Try it - Within the data that follows, set down exactly the lines from the one containing "Target: red plastic object" through the one containing "Target: plastic bucket", both ends included.

Material provided -
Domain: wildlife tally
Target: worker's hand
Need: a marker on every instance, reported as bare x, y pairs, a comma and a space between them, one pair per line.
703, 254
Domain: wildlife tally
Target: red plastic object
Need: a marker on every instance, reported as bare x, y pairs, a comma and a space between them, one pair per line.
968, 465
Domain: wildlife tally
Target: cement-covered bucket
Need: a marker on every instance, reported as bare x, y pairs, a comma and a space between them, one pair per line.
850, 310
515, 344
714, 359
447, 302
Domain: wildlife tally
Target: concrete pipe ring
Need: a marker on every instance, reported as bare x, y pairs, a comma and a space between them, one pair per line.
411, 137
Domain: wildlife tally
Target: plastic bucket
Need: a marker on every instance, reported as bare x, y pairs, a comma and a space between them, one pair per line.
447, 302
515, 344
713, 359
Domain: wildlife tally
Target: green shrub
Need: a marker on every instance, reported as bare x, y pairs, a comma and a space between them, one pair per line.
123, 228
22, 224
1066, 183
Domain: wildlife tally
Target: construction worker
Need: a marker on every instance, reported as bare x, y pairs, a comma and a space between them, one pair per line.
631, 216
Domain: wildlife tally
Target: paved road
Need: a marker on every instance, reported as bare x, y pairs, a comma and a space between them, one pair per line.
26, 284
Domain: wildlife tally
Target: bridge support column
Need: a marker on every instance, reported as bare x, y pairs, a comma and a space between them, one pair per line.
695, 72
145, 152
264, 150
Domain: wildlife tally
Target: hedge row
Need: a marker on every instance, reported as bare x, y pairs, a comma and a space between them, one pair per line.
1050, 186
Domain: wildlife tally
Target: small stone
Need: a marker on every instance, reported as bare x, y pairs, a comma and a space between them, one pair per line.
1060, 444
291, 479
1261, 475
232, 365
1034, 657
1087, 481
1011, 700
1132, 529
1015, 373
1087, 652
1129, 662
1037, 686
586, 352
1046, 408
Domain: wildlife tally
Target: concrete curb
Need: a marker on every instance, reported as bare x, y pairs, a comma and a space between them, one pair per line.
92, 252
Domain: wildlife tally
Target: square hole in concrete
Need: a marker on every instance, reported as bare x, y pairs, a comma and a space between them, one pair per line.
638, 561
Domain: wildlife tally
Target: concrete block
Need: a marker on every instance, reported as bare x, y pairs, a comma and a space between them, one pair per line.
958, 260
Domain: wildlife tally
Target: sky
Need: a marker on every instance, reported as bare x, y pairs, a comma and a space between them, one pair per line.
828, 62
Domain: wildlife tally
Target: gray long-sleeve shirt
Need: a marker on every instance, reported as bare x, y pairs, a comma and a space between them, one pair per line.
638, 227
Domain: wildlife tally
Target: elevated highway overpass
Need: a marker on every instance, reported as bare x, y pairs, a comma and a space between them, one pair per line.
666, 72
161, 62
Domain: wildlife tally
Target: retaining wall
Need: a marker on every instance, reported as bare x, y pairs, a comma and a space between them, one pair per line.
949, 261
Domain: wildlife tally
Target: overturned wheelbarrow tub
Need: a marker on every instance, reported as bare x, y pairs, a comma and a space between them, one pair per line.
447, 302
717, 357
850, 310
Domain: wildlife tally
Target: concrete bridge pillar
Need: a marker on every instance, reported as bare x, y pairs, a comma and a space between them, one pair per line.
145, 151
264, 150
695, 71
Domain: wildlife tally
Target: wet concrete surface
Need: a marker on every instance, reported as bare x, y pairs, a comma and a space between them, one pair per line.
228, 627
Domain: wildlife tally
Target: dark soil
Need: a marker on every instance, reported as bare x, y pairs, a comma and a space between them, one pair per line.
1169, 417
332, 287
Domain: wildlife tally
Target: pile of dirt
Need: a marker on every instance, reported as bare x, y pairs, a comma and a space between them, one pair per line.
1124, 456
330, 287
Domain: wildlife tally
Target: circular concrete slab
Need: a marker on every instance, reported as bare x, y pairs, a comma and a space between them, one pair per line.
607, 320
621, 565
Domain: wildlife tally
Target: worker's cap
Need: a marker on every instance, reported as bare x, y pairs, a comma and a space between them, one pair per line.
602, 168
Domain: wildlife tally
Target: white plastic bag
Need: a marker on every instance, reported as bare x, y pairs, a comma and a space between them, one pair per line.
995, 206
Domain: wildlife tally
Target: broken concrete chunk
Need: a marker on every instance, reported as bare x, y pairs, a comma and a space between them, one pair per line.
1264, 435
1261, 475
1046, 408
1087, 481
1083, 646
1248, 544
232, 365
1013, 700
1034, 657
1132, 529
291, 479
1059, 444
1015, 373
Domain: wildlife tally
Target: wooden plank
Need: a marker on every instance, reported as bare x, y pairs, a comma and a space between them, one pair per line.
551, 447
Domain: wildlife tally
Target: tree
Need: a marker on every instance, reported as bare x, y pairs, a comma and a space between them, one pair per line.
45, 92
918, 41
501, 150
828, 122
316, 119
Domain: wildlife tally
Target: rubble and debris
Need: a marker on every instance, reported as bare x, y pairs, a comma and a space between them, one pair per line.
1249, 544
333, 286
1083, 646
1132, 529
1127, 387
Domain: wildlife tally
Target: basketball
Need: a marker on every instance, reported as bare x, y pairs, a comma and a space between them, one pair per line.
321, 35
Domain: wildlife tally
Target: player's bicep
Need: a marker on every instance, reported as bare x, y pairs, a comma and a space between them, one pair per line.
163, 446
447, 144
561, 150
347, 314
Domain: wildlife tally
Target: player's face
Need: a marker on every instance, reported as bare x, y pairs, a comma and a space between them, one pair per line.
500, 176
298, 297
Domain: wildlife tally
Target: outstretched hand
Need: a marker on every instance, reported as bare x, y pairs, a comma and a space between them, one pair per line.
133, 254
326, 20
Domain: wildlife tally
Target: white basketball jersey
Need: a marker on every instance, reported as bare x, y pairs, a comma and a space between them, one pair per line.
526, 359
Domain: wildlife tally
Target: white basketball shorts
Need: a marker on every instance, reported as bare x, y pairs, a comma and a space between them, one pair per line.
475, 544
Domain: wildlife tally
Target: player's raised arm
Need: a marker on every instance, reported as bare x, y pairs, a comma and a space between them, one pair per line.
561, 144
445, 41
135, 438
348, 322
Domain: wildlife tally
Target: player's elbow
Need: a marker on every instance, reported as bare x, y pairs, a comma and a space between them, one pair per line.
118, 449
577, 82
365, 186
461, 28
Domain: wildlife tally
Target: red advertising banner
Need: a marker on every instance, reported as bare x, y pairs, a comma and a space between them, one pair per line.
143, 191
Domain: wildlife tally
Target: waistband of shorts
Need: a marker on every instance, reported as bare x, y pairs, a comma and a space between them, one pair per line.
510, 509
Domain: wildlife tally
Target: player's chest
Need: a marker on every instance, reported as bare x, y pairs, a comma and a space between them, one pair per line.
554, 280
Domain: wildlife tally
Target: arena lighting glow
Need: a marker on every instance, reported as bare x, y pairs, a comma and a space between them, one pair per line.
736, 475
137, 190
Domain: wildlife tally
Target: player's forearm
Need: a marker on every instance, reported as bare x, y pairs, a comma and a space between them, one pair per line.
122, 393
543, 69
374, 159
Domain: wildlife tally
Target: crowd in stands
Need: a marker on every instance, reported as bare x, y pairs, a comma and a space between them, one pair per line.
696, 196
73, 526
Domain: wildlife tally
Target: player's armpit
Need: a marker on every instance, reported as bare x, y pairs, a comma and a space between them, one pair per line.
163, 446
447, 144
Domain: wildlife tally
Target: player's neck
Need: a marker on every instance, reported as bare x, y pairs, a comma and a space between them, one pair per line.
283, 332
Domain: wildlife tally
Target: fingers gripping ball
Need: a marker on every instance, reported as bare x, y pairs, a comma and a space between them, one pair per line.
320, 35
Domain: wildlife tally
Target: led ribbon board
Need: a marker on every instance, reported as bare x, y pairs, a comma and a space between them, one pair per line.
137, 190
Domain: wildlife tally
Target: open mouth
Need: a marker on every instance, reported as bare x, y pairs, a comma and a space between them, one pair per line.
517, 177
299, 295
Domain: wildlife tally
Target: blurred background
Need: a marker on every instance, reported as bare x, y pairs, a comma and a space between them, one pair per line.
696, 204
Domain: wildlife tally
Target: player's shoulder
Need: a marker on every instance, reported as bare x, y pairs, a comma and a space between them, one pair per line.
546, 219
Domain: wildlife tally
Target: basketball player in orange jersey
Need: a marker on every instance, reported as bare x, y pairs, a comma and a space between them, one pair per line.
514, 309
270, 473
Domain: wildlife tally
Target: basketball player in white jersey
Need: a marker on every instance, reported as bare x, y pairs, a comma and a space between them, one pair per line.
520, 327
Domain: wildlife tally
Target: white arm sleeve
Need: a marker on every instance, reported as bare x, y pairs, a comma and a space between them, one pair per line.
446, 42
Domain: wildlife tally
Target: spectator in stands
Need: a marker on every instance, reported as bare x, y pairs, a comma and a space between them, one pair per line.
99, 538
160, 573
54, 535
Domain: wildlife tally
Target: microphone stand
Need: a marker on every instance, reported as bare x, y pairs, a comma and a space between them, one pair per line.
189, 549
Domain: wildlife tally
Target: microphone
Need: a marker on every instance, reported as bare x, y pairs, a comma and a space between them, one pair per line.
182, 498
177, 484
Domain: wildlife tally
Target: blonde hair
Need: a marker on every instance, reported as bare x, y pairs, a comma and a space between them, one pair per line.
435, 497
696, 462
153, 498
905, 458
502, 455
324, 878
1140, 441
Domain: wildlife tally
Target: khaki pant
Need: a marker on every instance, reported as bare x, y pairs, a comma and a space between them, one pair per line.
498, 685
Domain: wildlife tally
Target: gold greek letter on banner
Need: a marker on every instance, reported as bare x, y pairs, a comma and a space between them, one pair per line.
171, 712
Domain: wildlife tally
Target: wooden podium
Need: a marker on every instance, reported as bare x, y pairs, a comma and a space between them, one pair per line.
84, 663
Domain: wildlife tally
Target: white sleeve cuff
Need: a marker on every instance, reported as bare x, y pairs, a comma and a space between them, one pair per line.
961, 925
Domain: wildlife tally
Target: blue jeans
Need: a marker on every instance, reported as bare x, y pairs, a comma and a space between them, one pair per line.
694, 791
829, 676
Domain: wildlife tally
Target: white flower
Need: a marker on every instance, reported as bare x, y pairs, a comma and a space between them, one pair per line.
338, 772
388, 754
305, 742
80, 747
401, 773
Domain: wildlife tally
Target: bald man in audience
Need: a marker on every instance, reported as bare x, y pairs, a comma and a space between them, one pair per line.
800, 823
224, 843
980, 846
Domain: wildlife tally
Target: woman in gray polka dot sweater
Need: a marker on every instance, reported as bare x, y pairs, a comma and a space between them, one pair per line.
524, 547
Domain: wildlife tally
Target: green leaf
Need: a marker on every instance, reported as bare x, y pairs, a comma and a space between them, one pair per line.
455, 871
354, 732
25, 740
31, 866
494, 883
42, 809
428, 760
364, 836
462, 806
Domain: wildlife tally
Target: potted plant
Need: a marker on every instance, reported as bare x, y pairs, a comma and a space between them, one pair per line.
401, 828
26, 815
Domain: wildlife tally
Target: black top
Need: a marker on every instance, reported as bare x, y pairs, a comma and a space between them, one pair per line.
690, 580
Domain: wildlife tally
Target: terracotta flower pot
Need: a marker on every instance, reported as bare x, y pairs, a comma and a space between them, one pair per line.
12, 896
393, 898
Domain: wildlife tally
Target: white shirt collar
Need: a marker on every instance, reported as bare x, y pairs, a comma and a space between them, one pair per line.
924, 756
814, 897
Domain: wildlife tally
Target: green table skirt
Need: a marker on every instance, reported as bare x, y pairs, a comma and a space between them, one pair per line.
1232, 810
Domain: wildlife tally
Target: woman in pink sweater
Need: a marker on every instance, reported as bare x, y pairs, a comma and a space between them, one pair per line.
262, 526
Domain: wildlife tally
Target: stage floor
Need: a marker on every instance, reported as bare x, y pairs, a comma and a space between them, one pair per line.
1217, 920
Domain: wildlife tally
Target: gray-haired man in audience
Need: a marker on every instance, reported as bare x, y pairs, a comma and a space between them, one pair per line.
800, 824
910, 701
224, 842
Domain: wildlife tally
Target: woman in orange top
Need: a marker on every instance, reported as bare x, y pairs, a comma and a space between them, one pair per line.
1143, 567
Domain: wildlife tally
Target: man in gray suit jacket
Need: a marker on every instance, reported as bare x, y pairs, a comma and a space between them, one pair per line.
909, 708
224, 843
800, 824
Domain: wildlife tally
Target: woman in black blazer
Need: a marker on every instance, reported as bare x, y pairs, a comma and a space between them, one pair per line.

Solution for this problem -
Target: red plastic object
Need: a marker on every instance, reported as bare x, y pairs, a comma and a space between them, one pair per line.
968, 465
Domain: wildlife tally
Target: cement-covered bucket
Need: a marker on every instance, reported as bare x, y pairs, a comma and a space between them, one pair per line.
850, 310
515, 344
714, 359
447, 302
Domain: wildlife tally
Target: concrete pipe ring
Need: a marker on every instance, reported as bare x, y pairs, a comma and a space between them, one pair per line.
411, 137
Domain: wildlife tally
Target: plastic bucket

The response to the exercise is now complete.